┌────────

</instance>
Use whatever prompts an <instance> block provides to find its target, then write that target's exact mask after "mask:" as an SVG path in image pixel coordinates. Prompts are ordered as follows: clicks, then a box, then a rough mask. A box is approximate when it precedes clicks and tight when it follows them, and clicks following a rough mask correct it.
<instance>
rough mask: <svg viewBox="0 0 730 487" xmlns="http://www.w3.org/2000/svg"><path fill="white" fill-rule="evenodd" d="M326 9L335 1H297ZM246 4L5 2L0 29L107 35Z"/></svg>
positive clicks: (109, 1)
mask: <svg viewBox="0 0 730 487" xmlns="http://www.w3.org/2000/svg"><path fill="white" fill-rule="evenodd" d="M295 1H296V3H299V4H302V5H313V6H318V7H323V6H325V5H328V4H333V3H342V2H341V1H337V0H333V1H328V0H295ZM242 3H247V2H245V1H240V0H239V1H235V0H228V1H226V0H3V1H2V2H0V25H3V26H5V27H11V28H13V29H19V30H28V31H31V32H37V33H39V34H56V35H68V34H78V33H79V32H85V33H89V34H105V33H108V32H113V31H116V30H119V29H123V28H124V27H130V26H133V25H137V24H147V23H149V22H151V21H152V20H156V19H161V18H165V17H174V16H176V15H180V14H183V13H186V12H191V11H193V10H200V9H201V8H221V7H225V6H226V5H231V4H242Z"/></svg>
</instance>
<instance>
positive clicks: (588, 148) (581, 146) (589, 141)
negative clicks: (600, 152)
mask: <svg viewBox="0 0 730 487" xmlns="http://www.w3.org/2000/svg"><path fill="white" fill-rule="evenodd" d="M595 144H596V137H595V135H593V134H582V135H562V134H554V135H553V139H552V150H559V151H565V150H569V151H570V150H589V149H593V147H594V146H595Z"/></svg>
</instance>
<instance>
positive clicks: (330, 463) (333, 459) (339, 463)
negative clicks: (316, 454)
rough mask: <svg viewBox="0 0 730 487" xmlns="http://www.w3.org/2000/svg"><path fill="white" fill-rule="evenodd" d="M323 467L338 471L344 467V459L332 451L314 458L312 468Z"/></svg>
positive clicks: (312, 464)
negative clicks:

└────────

ACTIVITY: Put every line of the entries above into a numbered list, leaving out any blank lines.

ANSWER TO THIS TASK:
1. </instance>
2. Use whatever prompts an <instance> block provides to find its target, then write that target's exact mask after "mask:" as an SVG path in image pixel coordinates. Prompts are ordered as follows: clicks, then a box, then a rough mask. A box is approximate when it precedes clicks and tight when it follows them, and clicks following a rough mask correct it.
3. <instance>
4. rough mask: <svg viewBox="0 0 730 487" xmlns="http://www.w3.org/2000/svg"><path fill="white" fill-rule="evenodd" d="M326 9L335 1H297ZM246 4L5 2L0 29L107 35Z"/></svg>
5. positive clicks: (109, 1)
6. mask: <svg viewBox="0 0 730 487" xmlns="http://www.w3.org/2000/svg"><path fill="white" fill-rule="evenodd" d="M295 1H296V3H299V4H302V5H313V6H318V7H323V6H325V5H328V4H333V3H342V2H341V1H337V0H333V1H328V0H295ZM242 3H247V2H245V1H240V0H239V1H235V0H228V1H226V0H3V1H2V2H0V25H3V26H5V27H11V28H13V29H19V30H28V31H31V32H37V33H39V34H56V35H68V34H78V33H79V32H85V33H89V34H105V33H108V32H113V31H116V30H119V29H123V28H124V27H130V26H133V25H137V24H147V23H149V22H151V21H152V20H156V19H161V18H165V17H174V16H176V15H180V14H183V13H186V12H191V11H193V10H200V9H201V8H221V7H225V6H226V5H231V4H242Z"/></svg>
7. </instance>
8. <instance>
9. positive clicks: (588, 148) (581, 146) (589, 141)
10. negative clicks: (600, 152)
11. mask: <svg viewBox="0 0 730 487" xmlns="http://www.w3.org/2000/svg"><path fill="white" fill-rule="evenodd" d="M595 144H596V137H595V135H593V134H582V135H562V134H554V135H553V139H552V150H559V151H565V150H569V151H570V150H589V149H593V147H594V146H595Z"/></svg>
12. </instance>
13. <instance>
14. positive clicks: (330, 463) (333, 459) (339, 463)
15. negative clicks: (316, 454)
16. rough mask: <svg viewBox="0 0 730 487" xmlns="http://www.w3.org/2000/svg"><path fill="white" fill-rule="evenodd" d="M323 467L338 471L344 467V459L332 451L314 458L312 468Z"/></svg>
17. positive clicks: (312, 464)
18. negative clicks:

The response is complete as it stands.